Copy out the lines below word for word, leaving out the pictures.

* start *

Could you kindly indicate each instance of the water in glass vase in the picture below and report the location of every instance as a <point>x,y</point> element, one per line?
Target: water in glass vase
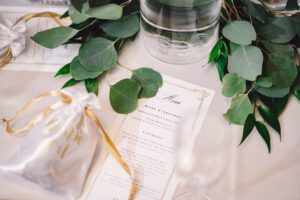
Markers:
<point>180,32</point>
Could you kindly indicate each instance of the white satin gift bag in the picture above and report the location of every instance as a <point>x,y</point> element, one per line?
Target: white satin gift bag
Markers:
<point>57,153</point>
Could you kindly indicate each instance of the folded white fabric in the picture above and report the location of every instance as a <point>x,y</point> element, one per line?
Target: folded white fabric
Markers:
<point>57,153</point>
<point>12,36</point>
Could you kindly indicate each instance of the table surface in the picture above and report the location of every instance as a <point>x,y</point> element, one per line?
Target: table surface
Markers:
<point>247,172</point>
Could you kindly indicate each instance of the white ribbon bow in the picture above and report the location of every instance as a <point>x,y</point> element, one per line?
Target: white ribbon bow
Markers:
<point>12,37</point>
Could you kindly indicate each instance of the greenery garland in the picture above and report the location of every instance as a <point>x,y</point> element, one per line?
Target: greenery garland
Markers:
<point>261,45</point>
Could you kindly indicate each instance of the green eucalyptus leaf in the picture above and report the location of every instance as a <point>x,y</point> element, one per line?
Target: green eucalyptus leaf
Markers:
<point>292,5</point>
<point>233,85</point>
<point>98,54</point>
<point>92,85</point>
<point>150,81</point>
<point>240,32</point>
<point>70,83</point>
<point>279,48</point>
<point>64,15</point>
<point>109,11</point>
<point>247,62</point>
<point>282,70</point>
<point>248,127</point>
<point>277,30</point>
<point>255,10</point>
<point>297,24</point>
<point>79,72</point>
<point>264,133</point>
<point>270,117</point>
<point>240,108</point>
<point>279,104</point>
<point>64,70</point>
<point>297,94</point>
<point>54,37</point>
<point>273,92</point>
<point>78,4</point>
<point>76,16</point>
<point>233,46</point>
<point>216,51</point>
<point>222,66</point>
<point>264,82</point>
<point>125,27</point>
<point>124,96</point>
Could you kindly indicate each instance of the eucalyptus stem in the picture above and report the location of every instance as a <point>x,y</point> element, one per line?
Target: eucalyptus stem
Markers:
<point>236,11</point>
<point>225,8</point>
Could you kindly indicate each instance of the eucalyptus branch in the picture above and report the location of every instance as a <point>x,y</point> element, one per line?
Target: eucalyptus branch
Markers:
<point>126,3</point>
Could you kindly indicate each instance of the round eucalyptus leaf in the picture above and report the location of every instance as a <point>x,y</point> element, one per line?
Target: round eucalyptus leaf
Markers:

* end *

ANSWER TO THE TASK:
Could you kindly indicate each instance of the water in glass vase in the picture below and report the location of every instance as a <point>x,y</point> element, one per line?
Target: water in glass vase
Markers:
<point>180,32</point>
Could you kindly indicate each instance of the white satin gift bag in the picture above and report the location of every instance as a <point>x,y</point> element, one per line?
Target: white satin gift bag
Markers:
<point>57,153</point>
Could you kindly indicate each instance of the folded white fabric in the picture above and report the location of every instance as a <point>x,y</point> element, one per line?
Target: folded white fabric
Markers:
<point>57,153</point>
<point>12,36</point>
Could you kindly indicate each instance of the table surface in the picture above and report the location of every instance as a <point>x,y</point> element, one per line?
Target: table surface
Markers:
<point>247,172</point>
Could you kindly indicate each instance of the white ribbon bow in the picture above and report the location of every instance as a <point>x,y</point> element, one per line?
Target: white ribbon bow
Markers:
<point>12,37</point>
Could you kindly indicate each instance of the greenery garland in the picture above and report the location of every instance as a <point>x,y</point> element, one per line?
Target: greenery garland
Markers:
<point>261,45</point>
Could you kindly indicate each instance of the green eucalyptus leaf in the picture above and report the location of every instance as a <point>x,y</point> element, one per line?
Target: green eucalyptus leaf
Markers:
<point>292,5</point>
<point>233,85</point>
<point>98,54</point>
<point>92,85</point>
<point>150,81</point>
<point>240,32</point>
<point>70,83</point>
<point>279,48</point>
<point>64,15</point>
<point>109,11</point>
<point>247,62</point>
<point>282,70</point>
<point>248,127</point>
<point>277,30</point>
<point>255,10</point>
<point>297,24</point>
<point>79,72</point>
<point>264,133</point>
<point>270,117</point>
<point>240,108</point>
<point>279,104</point>
<point>64,70</point>
<point>297,94</point>
<point>54,37</point>
<point>273,92</point>
<point>78,4</point>
<point>76,16</point>
<point>233,46</point>
<point>216,51</point>
<point>222,66</point>
<point>264,82</point>
<point>125,27</point>
<point>124,96</point>
Could you kindly indicate each instance of the eucalyptus stem in the picture above and report the location of every instance as a <point>x,y</point> element, one per line?
Target: eucalyptus stem
Markers:
<point>236,11</point>
<point>225,8</point>
Could you kindly indicate each instance of the eucalyptus branch in the picture above and report the location of every instance as a <point>x,y</point> element, one per line?
Target: eucalyptus branch
Markers:
<point>126,3</point>
Could you kindly indicate each instance of the round eucalyptus leaf in the picture above and report the location of every instance as a <point>x,y</point> element, one per line?
Target: round eucalyptus leaf
Markers:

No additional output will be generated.